Return all of the data exactly as given.
-------- Given records
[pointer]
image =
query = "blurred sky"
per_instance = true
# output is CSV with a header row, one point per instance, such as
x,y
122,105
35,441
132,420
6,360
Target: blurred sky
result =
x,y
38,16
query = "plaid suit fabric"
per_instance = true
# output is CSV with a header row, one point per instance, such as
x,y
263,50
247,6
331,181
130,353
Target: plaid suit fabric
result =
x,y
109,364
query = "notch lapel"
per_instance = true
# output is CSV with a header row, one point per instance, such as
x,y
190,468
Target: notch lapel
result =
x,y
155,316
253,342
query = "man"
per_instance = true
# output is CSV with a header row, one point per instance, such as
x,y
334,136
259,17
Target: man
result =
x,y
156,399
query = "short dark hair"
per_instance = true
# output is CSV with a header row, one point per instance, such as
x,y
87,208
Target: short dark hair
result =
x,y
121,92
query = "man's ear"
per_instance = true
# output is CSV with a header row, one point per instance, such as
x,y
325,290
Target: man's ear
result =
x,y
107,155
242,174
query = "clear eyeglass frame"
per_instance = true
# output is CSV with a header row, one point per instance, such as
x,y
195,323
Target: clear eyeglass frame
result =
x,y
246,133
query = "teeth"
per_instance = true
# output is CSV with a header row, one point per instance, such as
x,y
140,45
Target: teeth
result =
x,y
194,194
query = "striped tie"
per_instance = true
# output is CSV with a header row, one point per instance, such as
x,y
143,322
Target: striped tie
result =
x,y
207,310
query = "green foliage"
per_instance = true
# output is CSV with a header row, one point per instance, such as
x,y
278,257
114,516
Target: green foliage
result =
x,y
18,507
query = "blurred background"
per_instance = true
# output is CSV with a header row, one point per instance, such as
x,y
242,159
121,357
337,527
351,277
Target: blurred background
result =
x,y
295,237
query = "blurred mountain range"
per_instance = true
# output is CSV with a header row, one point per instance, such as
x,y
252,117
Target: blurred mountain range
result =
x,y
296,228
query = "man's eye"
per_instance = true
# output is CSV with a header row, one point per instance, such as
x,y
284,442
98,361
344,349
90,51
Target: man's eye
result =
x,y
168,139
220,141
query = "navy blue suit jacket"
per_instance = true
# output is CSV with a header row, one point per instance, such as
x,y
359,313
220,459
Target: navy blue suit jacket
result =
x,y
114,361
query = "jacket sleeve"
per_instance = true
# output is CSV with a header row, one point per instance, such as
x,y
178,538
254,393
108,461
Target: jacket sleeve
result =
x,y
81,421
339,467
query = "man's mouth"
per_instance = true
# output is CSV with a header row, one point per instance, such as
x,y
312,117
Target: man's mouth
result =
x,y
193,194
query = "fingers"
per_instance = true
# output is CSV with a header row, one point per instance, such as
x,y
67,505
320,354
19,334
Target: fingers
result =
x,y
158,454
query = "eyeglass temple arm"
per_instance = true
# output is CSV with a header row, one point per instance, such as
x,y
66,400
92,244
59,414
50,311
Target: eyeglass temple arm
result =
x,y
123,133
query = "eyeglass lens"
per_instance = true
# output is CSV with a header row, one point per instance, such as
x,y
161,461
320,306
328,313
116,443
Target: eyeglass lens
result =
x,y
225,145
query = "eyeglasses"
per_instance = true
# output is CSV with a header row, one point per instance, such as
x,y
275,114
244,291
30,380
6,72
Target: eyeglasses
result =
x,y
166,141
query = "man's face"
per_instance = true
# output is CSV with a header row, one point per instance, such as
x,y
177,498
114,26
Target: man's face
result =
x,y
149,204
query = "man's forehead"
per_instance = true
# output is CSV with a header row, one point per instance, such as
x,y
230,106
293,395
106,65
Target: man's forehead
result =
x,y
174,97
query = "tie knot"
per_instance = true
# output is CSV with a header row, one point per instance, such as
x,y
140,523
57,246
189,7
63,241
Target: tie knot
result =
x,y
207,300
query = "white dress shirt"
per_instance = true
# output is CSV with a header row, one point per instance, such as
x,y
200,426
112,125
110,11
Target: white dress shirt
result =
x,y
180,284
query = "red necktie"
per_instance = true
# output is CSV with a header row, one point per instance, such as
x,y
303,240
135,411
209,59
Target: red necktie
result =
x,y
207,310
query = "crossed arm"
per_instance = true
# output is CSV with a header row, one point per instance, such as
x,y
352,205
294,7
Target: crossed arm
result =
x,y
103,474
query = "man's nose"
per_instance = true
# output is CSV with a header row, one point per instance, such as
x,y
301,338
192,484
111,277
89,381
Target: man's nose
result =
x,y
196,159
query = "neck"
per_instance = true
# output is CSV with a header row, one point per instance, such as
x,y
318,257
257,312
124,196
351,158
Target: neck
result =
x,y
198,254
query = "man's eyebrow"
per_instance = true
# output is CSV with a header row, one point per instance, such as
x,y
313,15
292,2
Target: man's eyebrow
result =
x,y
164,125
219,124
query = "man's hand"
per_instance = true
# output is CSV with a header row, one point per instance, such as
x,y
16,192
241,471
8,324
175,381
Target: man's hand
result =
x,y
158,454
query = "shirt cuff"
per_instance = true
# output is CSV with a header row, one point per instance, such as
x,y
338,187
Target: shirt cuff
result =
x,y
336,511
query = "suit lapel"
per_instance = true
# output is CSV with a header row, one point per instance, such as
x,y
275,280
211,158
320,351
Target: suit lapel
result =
----------------
--- Response ---
[pointer]
image =
query = "blurred sky"
per_instance = true
# output is CSV with a header row, one point per instance, such as
x,y
122,105
35,441
132,420
6,360
Target: blurred sky
result =
x,y
38,16
query = "plaid suit fabric"
per_instance = true
# output is CSV with a header row, one point per instance, such as
x,y
263,50
247,6
331,181
130,353
Target: plaid suit fabric
result =
x,y
109,364
query = "notch lapel"
per_instance = true
# output is CSV with a header row, one point per instance, such as
x,y
190,468
Target: notch lapel
result =
x,y
155,316
253,342
query = "man"
per_instance = true
# output is CSV with a header row, one point per instance, such as
x,y
334,136
259,17
Target: man
result =
x,y
156,399
query = "short dark hair"
per_instance = true
# output is CSV with a header row, one point per instance, such as
x,y
87,208
Target: short dark hair
result =
x,y
121,92
query = "man's ear"
per_instance = true
# output is CSV with a header row, one point per instance, such as
x,y
325,290
Target: man's ear
result =
x,y
107,155
242,174
query = "clear eyeglass frame"
per_instance = true
# output is CSV with a header row, one point per instance, such as
x,y
195,323
Target: clear eyeglass frame
result =
x,y
246,133
query = "teeth"
per_instance = true
# output is CSV with a header row, one point per instance, such as
x,y
140,45
Target: teeth
result =
x,y
194,194
query = "striped tie"
per_instance = true
# output is CSV with a header row, one point per instance, such as
x,y
143,322
Target: striped tie
result =
x,y
207,310
query = "green foliage"
per_instance = true
# output is CSV with a header row, one point per instance, such as
x,y
278,257
114,516
Target: green foliage
result =
x,y
18,507
query = "blurred background"
per_instance = true
# output is CSV with a header row, one point per instance, such as
x,y
242,159
121,357
337,527
351,277
Target: blurred background
result =
x,y
295,237
query = "blurred mountain range"
per_instance = true
# output is CSV with a header row, one point per instance, such as
x,y
252,117
Target: blurred mountain range
result =
x,y
296,228
query = "man's eye"
per_instance = true
# output is CSV with a header row, one point per instance, such as
x,y
284,442
98,361
344,349
90,51
Target: man's eye
result =
x,y
168,139
220,141
query = "navy blue suit jacket"
per_instance = true
# output is CSV with a header row, one point per instance, such as
x,y
359,313
220,459
Target: navy blue suit jacket
result =
x,y
114,361
query = "jacket sleeve"
per_instance = true
# output is CSV with a header row, one point per instance, such as
x,y
178,538
254,393
108,461
Target: jacket sleeve
result =
x,y
81,421
339,467
query = "man's mouth"
per_instance = true
# output is CSV with a header row, one point per instance, such as
x,y
312,117
Target: man's mouth
result =
x,y
193,194
query = "fingers"
per_instance = true
# output is CSV with a header row, one point per instance, such as
x,y
67,505
320,354
19,334
Target: fingers
result =
x,y
158,454
query = "eyeglass temple arm"
per_instance = true
# output is CSV with a header row, one point per instance, such as
x,y
66,400
92,244
59,414
50,311
Target: eyeglass temple arm
result =
x,y
123,133
query = "eyeglass lens"
per_instance = true
# output is CSV with a header row, one point per instance, such as
x,y
161,461
320,306
328,313
116,443
Target: eyeglass lens
result =
x,y
225,145
query = "eyeglasses"
per_instance = true
# output is CSV with a header row, one point per instance, such as
x,y
275,114
244,291
30,380
6,72
Target: eyeglasses
result =
x,y
166,141
query = "man's face"
per_instance = true
# output is CSV with a header row, one point per instance, such as
x,y
177,498
114,26
Target: man's face
result =
x,y
149,204
query = "man's forehead"
per_instance = true
# output is CSV with a header row, one point per instance, such as
x,y
230,106
293,395
106,65
Target: man's forehead
result =
x,y
174,97
query = "tie knot"
per_instance = true
# output is CSV with a header row, one point per instance, such as
x,y
140,523
57,246
189,7
63,241
Target: tie knot
result =
x,y
207,300
query = "white dress shirt"
per_instance = true
# output is CSV with a header row, one point per instance, such as
x,y
200,426
112,125
110,11
Target: white dress shirt
result =
x,y
180,284
query = "red necktie"
per_instance = true
# output is CSV with a header row, one point per instance, such as
x,y
303,240
135,411
209,59
Target: red necktie
result =
x,y
207,310
query = "crossed arm"
per_instance = true
# output is CSV with a header row, one point per instance, such as
x,y
352,205
294,7
Target: crossed arm
result =
x,y
103,474
query = "man's nose"
per_instance = true
# output is CSV with a header row, one point per instance, such as
x,y
301,338
192,484
111,277
89,381
Target: man's nose
result =
x,y
196,159
query = "neck"
per_instance = true
# output is CSV with a header row, one point per instance, such as
x,y
318,257
257,312
124,196
351,158
Target: neck
result =
x,y
198,254
query = "man's eyebrow"
per_instance = true
# output is CSV with a header row, one point per instance, such as
x,y
313,15
292,2
Target: man's eyebrow
result =
x,y
164,125
219,124
query = "man's hand"
per_instance = true
# output is CSV with a header row, one point per instance, such as
x,y
16,192
241,471
8,324
175,381
Target: man's hand
result =
x,y
158,454
query = "shirt cuff"
per_instance = true
# output is CSV with a header row, one point per instance, such as
x,y
338,187
Target: shirt cuff
result =
x,y
336,511
query = "suit lapel"
per_instance = true
# output is CSV with a header row, one point per instance, such as
x,y
275,280
211,158
320,351
Target: suit lapel
result =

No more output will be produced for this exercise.